▶ _Excerpted passage_
== == ==

Kathleen: We can find an authentic perspective on what life was like in the remote hills of Schoharie County at this time. From Henry Conklin, from his book “Through Poverty’s Vale, a hardscrabble Boyhood in upstate New York.” The following are excerpts from his book, as they describe his encounters with J.C. Tompkins.

That night, Jay came down to see us, and I shall never forget him. What a rollicking and fun loving fellow he was and what hours of fun and laughter he made for us. Years later, he would hit the fire shovel red hot, then lick it with his tongue and not get burned. And then he said he could swallow us if he had some grease to grease our heads with. Many, many a time. He used to come over and have fun with us, chasing us around the house to swallow us. The next spring and summer went along as usual. I had gotten more acquainted with most of our new neighbors.

Mr. Tompkins family were the nearest and were. We went there the most. There was old Mr. and Mrs. Tompkins or Aunt Peggy, as we called her. She was a great big, fat, good natured old lady, most always out to work in the lots. She had two great big dogs. She would take them and go up in the lots on the side hill and dig out woodchucks. The dogs would haul one. And then the fun would begin. The dogs both digging and she with a hoe or shovel. I tell you, the dirt would fly when she got after a woodchuck. Everyone in the neighborhood knew it by the noise she made. Yelling sick em, sick em. Brother James and I used to skin up across the lots to help her and see the fun and fun it was. The fat old woman would work and dig until the sweat ran off her face to get a woodchuck for a roast. For they used to eat them.

The old lady kept guinea pigs. They were a little chunk of an animal, about half as large as a rabbit with short legs, short ears and short tails. And I know it was like a little pig. They were fed on grass and clover, winter and summer. They were spotted black and white. In summer, she kept them in large, tight yard, outdoors. And in winter she kept them in boxes or cages in the house under her bed. She raised them for the Albany market, taking them there every fall. All but 2 or 3 pairs to breed from the next year. The rich people in Albany bought them and kept them in great cages for pets, just the same as people now keep canary birds. She used to get as high as $5 a pair, and that would depend on their beauty as to the spots. She made more clean money at her guinea pigs than they did off the farm. I have stayed over there many an hour to look at the guinea pigs and help her pick clover to feed them. Her husband, the old gentleman, was very quiet, sort of an easygoing worker, always busy and always quiet.

== == ==

▶ _Data shown_

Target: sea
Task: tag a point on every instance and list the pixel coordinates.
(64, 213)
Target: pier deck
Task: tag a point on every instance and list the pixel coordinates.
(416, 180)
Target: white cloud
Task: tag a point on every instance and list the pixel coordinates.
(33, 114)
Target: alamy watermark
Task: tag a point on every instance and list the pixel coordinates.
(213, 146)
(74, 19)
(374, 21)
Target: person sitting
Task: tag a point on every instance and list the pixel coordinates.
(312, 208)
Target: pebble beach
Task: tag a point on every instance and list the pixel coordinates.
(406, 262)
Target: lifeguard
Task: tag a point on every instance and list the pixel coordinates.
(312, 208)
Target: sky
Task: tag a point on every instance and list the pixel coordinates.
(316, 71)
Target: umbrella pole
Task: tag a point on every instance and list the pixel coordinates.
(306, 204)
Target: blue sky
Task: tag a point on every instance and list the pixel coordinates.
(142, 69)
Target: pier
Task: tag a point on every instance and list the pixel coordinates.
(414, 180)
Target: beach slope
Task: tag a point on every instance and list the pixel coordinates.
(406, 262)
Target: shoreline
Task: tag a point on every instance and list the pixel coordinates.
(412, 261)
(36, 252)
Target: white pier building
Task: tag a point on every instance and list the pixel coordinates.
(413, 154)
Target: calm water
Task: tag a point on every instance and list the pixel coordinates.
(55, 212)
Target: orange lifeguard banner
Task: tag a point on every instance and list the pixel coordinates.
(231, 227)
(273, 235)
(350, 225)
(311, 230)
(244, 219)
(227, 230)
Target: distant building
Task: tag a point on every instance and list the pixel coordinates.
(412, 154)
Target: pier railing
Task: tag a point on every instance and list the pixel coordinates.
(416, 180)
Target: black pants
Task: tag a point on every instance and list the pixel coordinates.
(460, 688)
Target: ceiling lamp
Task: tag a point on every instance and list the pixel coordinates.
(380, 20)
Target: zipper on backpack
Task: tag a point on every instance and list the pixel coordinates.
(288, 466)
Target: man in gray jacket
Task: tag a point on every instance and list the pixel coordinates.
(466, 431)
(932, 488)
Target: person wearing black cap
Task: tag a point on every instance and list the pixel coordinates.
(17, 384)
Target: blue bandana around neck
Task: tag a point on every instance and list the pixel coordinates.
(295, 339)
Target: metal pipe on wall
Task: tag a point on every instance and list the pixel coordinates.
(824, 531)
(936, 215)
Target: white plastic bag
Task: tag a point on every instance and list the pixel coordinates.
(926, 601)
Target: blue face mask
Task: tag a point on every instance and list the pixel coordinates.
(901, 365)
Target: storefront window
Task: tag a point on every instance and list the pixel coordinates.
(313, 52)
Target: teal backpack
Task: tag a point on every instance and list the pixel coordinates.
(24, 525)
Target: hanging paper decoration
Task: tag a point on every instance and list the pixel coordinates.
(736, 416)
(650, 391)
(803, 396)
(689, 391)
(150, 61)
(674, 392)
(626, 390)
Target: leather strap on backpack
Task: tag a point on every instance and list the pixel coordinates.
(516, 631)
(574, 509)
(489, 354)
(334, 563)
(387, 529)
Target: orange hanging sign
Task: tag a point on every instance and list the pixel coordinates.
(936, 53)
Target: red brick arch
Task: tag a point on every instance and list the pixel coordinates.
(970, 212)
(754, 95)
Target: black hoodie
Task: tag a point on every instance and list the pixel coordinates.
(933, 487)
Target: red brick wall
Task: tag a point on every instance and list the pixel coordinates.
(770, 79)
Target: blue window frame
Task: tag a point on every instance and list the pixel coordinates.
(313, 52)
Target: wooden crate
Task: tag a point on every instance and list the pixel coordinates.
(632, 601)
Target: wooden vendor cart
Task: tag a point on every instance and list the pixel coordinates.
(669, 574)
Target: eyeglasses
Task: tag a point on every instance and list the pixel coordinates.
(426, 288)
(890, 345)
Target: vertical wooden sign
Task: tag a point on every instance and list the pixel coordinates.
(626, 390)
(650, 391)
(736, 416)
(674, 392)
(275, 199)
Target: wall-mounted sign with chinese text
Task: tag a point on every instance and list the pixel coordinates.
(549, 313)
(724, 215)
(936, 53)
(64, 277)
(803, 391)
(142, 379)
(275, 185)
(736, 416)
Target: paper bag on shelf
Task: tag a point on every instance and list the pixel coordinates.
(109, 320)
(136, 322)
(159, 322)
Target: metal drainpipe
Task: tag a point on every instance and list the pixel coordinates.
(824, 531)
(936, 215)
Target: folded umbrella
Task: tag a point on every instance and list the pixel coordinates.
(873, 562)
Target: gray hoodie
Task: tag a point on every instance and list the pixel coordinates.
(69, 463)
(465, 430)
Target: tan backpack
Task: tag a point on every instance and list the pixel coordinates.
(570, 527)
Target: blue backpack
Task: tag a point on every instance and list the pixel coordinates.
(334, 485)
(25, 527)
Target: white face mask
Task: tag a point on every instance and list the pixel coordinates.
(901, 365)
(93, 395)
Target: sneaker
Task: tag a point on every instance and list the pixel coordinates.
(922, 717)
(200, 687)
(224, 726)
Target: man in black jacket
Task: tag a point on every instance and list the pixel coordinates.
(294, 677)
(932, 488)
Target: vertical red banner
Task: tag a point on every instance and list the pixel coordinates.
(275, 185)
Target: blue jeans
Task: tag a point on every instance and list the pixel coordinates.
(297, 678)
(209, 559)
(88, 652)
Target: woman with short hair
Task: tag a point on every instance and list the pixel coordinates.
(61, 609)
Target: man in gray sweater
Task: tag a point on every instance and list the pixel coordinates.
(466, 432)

== == ==

▶ _Things to do_
[a] Find each line in the records that contains the string "wooden" and copy those lines.
[b] Pick up the Schoharie County memoir excerpt after its final sentence and continue writing it.
The records are unrelated to the Schoharie County memoir excerpt.

▶ _Answers in order_
[a]
Target: wooden crate
Target: wooden vendor cart
Target: vertical wooden sign

[b]
But there was their son, J, as I told you before. He was full of fun and frolic. He used to come down to our house to torment us children. He would open his great wide mouth and chase us around the house to swallow us. And he said many a time he could do it if our heads were greased. His wife, Elizabeth, was full of fun as J only not quite as noisy. They had two children, Joshua and Hannah. Hannah was the baby, and when she was a little, J would come over one day and flattered me up to go and work for him till I was 21 years old. He was to give me Hannah for a wife, a pair of guinea pigs and an old frozen footed hen that he said went thump thump across the barn floor. So I went over with him and stayed all night, but I did not sleep much. Next morning he set me to rock in the cradle with Hannah laid in it. He said she was to be my wife. I must begin to take care of her now. And after breakfast he would show me the old hen. Henry never did marry Baby Hannah. Hannah Tompkins married Austin from Eminence and they lived in a farmhouse in Eminence that I can see from my living room window.